— BEGIN —

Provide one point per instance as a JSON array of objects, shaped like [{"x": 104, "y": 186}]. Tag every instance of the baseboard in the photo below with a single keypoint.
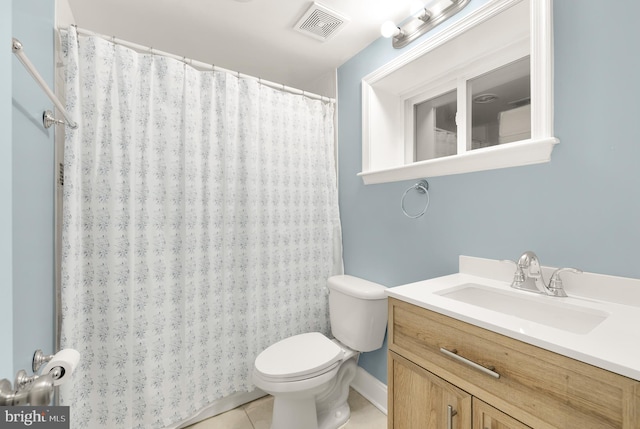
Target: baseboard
[
  {"x": 220, "y": 406},
  {"x": 371, "y": 388}
]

— END —

Copy the lines above again, requests included, but shift every x and y coordinate in the answers by adding 128 to it. Leave the numbers in the requests unchanged, and leave out the pictures.

## OUTPUT FOR THIS TASK
Provide one point per instance as a JSON array of objects, shaped like [{"x": 104, "y": 186}]. Tag every instance of the baseboard in the photo below with a single keypoint.
Target: baseboard
[
  {"x": 348, "y": 534},
  {"x": 499, "y": 516}
]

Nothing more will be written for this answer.